• Exercise task:
Reproduce each of the entries below word for word, keeping every line as it appears.

• Data records:
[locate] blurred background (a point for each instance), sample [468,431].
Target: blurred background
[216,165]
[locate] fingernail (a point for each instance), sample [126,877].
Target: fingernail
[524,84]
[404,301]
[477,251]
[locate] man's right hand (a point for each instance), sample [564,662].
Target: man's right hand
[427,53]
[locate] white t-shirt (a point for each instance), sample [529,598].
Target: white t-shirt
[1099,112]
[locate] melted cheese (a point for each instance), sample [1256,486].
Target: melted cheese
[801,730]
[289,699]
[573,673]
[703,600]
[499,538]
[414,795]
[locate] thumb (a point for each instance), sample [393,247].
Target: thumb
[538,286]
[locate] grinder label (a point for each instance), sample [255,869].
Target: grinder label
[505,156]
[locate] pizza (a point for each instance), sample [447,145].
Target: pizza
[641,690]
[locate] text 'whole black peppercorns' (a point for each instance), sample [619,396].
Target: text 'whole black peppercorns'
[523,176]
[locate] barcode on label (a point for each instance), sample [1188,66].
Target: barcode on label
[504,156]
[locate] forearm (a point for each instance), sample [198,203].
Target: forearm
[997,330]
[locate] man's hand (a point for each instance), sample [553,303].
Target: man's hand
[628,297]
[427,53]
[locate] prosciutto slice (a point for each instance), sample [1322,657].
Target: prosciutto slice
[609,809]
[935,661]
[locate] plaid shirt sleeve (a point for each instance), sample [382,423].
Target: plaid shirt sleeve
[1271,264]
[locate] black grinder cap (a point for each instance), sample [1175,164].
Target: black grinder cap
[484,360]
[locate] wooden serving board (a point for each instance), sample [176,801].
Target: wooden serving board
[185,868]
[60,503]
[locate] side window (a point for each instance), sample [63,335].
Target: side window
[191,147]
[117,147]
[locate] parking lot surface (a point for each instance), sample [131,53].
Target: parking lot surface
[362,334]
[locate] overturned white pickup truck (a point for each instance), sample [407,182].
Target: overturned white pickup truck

• Solution to this exercise:
[locate] blurred background (a point for each instance), sample [468,431].
Target: blurred background
[216,165]
[locate] fingernail (a point for each instance), sample [126,877].
Target: fingernail
[524,84]
[404,301]
[477,251]
[locate] man's right hand (a point for each instance), sample [564,662].
Target: man's right hand
[427,53]
[locate] white t-shirt (a point for each instance), sample [529,598].
Target: white t-shirt
[1099,112]
[locate] melted cheese (a point for each instance), sample [1256,486].
Target: melted cheese
[801,730]
[289,699]
[573,673]
[703,600]
[499,538]
[414,795]
[locate] thumb (a point for each instance), sample [393,247].
Target: thumb
[538,286]
[locate] grinder label (a point for each instance), sample [255,869].
Target: grinder label
[505,156]
[locate] pizza (a point for each instance), sample [447,145].
Target: pizza
[641,690]
[locate] text 'whole black peppercorns' (a point for each instance), sample [619,396].
Target: text 'whole black peppercorns'
[523,176]
[locate] barcode on label (a point for each instance), sample [1188,66].
Target: barcode on label
[504,156]
[locate] forearm (a point for each instance), sample [198,203].
Target: forearm
[997,330]
[locate] man's hand (a point for each instance), sample [553,303].
Target: man's hand
[628,297]
[427,53]
[locate] prosciutto slice (a point for each instance), sample [1322,657].
Target: prosciutto slice
[609,809]
[935,661]
[locate] plaid shirt sleeve (a point for each instance), sample [382,423].
Target: plaid shirt sleeve
[1271,264]
[locate] black grinder cap (a point for each instance), sample [1175,164].
Target: black grinder cap
[484,360]
[locate] wooden serving board (a point for each instance), sample [176,801].
Target: wooden serving board
[185,868]
[60,503]
[locate] side window (a point for each instance), sample [63,335].
Target: side window
[191,147]
[117,147]
[locate] parking lot surface (a point for each instance), sample [131,53].
Target: parking lot surface
[362,334]
[locate] overturned white pickup truck (a point for each instance), sample [407,182].
Target: overturned white pickup truck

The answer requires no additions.